• SUPPLIED RECORDS
================================
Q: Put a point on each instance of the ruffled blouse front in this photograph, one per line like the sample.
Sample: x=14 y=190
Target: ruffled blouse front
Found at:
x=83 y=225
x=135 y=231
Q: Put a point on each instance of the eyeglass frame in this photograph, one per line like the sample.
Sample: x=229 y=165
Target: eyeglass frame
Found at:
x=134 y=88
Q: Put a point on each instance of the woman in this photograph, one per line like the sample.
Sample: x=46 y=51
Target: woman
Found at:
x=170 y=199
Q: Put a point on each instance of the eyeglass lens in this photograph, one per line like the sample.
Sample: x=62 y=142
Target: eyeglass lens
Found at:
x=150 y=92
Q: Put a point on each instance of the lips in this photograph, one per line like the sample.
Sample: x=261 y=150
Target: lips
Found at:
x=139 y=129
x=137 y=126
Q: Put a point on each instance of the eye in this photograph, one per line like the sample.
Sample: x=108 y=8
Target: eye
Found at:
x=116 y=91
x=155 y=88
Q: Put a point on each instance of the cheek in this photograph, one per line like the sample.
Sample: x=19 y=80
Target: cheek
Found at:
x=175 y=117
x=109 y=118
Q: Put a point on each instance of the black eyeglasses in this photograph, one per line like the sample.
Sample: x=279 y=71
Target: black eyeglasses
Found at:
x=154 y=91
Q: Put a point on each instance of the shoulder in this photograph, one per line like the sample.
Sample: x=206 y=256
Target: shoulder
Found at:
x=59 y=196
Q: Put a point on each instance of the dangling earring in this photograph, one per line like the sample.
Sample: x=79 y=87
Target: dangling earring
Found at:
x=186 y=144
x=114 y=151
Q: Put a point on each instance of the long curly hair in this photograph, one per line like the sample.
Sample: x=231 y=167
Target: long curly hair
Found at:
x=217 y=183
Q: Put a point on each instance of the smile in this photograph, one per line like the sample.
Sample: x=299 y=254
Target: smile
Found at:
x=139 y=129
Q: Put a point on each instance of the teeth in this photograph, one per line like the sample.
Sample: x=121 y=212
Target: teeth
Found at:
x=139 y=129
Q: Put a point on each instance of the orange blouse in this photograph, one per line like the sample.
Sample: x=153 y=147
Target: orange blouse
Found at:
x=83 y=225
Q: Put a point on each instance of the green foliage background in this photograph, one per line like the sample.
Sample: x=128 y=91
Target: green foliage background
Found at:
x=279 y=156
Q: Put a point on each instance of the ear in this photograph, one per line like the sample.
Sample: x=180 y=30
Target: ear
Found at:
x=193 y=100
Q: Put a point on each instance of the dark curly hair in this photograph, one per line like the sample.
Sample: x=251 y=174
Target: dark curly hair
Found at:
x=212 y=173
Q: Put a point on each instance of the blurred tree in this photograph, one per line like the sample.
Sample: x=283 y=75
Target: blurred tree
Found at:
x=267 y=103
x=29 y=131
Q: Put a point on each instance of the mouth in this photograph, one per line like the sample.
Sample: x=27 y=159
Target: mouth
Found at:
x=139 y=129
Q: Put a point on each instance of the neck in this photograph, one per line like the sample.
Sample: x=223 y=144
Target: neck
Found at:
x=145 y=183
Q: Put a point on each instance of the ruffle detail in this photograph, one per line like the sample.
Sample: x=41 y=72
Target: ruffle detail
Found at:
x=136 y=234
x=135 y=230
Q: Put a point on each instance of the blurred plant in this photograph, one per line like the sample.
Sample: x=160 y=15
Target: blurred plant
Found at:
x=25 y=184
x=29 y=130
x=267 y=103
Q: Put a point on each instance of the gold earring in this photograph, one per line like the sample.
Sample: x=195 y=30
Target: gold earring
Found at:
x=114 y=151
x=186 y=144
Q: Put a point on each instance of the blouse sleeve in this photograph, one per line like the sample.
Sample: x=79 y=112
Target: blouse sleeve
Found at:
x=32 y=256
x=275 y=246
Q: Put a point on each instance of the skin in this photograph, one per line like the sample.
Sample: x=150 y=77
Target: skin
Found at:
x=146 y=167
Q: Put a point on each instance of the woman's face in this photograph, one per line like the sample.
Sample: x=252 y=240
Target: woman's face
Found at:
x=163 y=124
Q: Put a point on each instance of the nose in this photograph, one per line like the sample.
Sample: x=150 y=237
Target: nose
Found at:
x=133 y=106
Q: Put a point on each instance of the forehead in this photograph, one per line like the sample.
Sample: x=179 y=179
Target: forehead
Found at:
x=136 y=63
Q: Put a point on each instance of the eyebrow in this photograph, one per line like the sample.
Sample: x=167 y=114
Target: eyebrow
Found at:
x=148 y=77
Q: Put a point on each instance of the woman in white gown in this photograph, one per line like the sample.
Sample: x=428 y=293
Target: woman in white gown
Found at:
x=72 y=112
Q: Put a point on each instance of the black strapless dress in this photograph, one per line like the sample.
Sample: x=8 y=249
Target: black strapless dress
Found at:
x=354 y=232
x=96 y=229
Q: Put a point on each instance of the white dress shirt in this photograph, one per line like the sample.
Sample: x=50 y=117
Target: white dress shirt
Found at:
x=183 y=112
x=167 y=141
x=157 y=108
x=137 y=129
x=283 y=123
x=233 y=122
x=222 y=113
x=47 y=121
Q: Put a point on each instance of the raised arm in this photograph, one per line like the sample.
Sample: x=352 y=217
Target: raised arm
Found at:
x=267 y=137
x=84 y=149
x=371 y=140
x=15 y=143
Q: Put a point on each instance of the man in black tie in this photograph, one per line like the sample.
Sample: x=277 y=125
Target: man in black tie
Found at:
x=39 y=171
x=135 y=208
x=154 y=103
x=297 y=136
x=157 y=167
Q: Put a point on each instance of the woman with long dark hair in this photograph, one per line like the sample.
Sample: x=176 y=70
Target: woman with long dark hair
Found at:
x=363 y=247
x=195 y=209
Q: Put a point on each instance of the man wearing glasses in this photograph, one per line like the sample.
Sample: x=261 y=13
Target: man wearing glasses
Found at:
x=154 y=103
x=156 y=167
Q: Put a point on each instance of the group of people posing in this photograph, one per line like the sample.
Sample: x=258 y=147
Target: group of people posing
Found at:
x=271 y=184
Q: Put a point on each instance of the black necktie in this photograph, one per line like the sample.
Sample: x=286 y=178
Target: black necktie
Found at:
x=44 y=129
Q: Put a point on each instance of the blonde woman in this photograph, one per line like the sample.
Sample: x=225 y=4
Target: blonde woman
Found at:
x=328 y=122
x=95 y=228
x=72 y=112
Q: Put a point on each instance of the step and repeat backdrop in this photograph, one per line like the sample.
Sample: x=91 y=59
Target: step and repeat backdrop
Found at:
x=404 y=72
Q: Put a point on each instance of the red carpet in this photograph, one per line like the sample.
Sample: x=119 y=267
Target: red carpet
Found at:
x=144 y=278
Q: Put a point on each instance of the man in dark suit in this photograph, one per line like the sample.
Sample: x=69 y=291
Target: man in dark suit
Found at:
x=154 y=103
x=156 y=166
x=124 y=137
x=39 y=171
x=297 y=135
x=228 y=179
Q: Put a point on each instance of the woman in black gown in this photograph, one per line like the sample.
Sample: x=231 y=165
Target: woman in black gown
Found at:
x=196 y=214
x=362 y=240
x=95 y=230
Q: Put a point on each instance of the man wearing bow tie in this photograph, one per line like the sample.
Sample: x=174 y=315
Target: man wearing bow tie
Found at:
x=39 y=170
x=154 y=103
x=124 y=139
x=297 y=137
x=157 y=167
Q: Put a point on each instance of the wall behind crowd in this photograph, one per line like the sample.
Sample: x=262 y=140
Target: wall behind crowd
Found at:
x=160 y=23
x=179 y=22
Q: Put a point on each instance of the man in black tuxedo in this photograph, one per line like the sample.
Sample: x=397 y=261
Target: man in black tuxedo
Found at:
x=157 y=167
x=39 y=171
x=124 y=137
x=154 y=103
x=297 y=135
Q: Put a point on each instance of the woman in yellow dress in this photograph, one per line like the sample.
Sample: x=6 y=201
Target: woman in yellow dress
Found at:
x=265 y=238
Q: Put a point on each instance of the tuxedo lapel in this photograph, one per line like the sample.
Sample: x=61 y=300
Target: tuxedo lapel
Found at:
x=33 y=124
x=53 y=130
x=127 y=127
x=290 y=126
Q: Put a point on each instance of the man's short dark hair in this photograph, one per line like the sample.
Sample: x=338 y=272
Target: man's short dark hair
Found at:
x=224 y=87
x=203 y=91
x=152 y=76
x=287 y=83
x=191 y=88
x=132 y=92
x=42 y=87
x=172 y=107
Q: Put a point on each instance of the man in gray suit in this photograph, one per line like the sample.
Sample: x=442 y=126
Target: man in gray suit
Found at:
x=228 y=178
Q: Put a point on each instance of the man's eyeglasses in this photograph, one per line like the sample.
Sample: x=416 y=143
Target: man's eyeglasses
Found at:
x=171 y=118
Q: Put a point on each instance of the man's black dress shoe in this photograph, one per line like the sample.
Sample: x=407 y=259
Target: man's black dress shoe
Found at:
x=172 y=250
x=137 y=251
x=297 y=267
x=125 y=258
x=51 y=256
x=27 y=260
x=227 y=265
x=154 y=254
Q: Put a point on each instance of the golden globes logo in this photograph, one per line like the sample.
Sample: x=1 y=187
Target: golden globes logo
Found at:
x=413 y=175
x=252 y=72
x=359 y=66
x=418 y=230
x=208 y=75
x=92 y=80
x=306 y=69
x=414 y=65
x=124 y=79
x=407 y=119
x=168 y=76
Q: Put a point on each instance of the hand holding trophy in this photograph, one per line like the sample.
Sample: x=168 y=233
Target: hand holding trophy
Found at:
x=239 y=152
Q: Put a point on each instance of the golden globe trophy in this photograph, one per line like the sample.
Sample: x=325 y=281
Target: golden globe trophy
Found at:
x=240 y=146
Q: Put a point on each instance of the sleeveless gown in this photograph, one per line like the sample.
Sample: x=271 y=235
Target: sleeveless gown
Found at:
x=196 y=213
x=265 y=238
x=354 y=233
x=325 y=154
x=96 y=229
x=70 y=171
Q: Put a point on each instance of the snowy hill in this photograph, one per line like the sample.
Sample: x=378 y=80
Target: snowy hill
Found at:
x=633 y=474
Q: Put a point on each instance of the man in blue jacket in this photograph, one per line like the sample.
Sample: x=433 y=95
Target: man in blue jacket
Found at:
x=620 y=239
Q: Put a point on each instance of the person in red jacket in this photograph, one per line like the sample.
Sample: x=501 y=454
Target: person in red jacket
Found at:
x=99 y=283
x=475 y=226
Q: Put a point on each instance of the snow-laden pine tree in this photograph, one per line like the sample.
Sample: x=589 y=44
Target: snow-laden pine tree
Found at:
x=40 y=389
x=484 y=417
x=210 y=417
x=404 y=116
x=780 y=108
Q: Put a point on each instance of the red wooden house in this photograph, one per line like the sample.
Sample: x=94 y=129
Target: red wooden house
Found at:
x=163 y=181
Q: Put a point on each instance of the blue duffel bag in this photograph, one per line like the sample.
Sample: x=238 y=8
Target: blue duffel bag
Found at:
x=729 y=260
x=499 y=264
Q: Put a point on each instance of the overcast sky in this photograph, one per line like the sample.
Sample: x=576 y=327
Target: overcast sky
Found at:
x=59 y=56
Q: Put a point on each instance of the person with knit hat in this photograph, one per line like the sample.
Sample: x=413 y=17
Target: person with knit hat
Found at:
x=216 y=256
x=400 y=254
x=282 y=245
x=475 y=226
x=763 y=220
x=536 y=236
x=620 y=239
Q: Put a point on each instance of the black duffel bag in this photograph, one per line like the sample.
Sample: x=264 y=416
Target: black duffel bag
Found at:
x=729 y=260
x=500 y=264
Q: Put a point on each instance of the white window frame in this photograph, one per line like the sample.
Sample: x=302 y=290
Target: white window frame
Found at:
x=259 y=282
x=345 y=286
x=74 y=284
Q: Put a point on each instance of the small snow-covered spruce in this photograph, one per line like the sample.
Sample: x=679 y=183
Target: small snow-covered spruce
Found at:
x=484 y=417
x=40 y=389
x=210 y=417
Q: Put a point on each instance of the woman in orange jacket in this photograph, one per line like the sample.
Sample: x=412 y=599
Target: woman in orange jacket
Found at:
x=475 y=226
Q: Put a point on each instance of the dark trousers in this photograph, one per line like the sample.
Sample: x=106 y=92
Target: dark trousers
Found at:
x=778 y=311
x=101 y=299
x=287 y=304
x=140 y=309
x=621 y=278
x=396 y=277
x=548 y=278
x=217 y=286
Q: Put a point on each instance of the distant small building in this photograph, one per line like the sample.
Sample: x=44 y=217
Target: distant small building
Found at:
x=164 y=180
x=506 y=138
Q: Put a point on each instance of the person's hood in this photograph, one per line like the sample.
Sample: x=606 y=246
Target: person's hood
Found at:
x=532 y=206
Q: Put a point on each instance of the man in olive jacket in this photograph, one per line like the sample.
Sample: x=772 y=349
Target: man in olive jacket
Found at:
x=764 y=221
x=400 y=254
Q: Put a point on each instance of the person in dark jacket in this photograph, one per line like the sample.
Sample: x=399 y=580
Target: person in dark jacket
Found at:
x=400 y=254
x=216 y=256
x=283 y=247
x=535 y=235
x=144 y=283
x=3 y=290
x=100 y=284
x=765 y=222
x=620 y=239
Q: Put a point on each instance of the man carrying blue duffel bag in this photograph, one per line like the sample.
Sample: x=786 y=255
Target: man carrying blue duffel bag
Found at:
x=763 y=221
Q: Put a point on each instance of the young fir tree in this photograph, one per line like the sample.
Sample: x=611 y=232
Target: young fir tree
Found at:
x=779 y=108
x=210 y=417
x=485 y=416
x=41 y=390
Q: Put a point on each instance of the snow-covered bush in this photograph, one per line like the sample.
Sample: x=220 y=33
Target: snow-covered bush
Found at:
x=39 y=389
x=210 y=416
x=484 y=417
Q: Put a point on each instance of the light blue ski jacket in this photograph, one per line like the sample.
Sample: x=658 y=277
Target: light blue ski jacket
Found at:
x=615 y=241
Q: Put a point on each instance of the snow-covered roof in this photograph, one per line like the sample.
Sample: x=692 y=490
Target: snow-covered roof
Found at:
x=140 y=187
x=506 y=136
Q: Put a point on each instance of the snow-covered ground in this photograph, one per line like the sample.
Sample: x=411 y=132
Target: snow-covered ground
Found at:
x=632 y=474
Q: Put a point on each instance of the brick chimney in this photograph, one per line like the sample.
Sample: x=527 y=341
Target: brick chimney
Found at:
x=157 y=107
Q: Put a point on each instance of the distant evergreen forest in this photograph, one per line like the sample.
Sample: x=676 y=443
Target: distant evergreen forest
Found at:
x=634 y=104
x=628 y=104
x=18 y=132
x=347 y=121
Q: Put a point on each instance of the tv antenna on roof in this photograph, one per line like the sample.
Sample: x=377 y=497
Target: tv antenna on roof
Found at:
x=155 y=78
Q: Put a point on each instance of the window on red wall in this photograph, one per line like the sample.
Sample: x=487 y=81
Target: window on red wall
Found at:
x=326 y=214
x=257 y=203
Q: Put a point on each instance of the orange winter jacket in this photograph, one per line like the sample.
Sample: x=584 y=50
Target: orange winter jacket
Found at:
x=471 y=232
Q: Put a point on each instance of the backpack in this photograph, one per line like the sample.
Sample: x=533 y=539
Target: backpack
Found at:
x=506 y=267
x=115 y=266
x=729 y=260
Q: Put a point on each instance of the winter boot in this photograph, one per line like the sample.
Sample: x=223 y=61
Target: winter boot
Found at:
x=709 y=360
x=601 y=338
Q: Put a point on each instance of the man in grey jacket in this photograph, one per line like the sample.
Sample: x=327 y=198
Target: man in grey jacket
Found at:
================================
• WHAT THE TASK ASKS
For the word "trophy", report how many lines of the records contain it; respond with the number only.

• OUTPUT OF THE EXERCISE
4